### WORK TO COMPLETE
1/ Answer these questions using the description of the DIII-D National Fusion Facility, each on its own line:
(a) At what organization is the facility located?
(b) How many diagnostic systems does the facility have to examine plasma parameters?
(c) What capability is used to broaden current distributions when investigating steady-state tokamak operation?
2/ For each statement, say whether it agrees with the description of the DIII-D National Fusion Facility. Answer yes or no and quote the words of the description that decide it.
(a) DIII-D is the largest magnetic fusion research experiment in the U.S.
(b) The facility's plasma-facing surfaces are made of tungsten.
(c) The physics of the burning plasma state is explored using electron cyclotron heating.
3/ Reproduce word for word the part of the description of the DIII-D National Fusion Facility starting with "- Investigate and" and going on through "beam injection capability.".

### EXCERPT TO READ
------------------------------------------------------------

DIII-D National Fusion Facility (DIII-D)
Description
The DIII-D National Fusion Facility (DIII-D), at General Atomics, is the largest magnetic fusion research experiment in the U.S., with a program mission to establish the scientific basis for the optimization of the tokamak approach to fusion energy production. Capabilities of this facility include a flexible field-shaping coil system to produce a variety of plasma shapes, a diverse mix of auxiliary heating and current drive systems, coil sets both inside and outside the vacuum vessel that are used to correct error fields and study the plasma response to perturbing magnetic fields, all-carbon plasma-facing surfaces, over 50 diagnostic systems to examine plasma parameters, and an advanced digital control system for feedback control of the plasma.
Science
Research at this facility contributes to world-leading science by 1) providing solutions to physics and operational issues critical to the success of ITER; 2) developing the physics basis for steady-state tokamak operation required for efficient power production; 3) contributing substantially to the technical basis for a Fusion Nuclear Science Facility (FNSF); and 4) advancing the fundamental understanding and predictive capability of fusion science. Research is conducted to:
- Resolve the disruption problem for the tokamak through advanced stability control (3D coils and electron cyclotron heating), plasma quench mitigation systems, and innovative diagnostic measurements.
- Provide the basis for solutions that resolve the divertor challenge for FNSF and a future demonstration power plant (DEMO) through advanced divertor and plasma material interaction studies.
- Explore the physics of the burning plasma state using electron cyclotron heating for dominant electron heating at low injected torque (with variable co/counter neutral beam injection).
- Investigate and understand the conditions required for steady-state tokamak operation through broadened current distributions using off axis neutral beam injection capability.
- Develop the three-dimensional (3D) optimization of the tokamak concept to improve edge stability, rotation and core mode control, through the use of 3D perturbation coils.

------------------------------------------------------------

### INFORMATION
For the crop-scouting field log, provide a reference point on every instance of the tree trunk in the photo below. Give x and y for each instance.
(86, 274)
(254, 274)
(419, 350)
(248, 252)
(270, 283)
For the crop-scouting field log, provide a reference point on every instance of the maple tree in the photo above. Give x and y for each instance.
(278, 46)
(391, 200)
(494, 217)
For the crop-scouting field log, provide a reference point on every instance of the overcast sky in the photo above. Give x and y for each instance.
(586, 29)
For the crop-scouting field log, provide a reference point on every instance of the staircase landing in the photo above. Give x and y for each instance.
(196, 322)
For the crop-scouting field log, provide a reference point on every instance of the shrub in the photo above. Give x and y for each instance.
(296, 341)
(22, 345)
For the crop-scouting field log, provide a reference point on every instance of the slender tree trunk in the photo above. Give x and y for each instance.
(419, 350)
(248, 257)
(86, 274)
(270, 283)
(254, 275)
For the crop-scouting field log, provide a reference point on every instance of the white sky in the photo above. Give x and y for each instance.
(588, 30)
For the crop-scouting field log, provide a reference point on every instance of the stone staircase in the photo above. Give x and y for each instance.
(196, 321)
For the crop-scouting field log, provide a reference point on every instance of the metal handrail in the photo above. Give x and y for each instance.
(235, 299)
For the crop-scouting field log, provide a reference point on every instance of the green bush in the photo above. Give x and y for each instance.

------------------------------------------------------------

### SOLUTION LIST
1/
(a) General Atomics
(b) Over 50
(c) Off axis neutral beam injection

2/
(a) Yes: "is the largest magnetic fusion research experiment in the U.S."
(b) No: "all-carbon plasma-facing surfaces"
(c) Yes: "Explore the physics of the burning plasma state using electron cyclotron heating"

3/
- Investigate and understand the conditions required for steady-state tokamak operation through broadened current distributions using off axis neutral beam injection capability.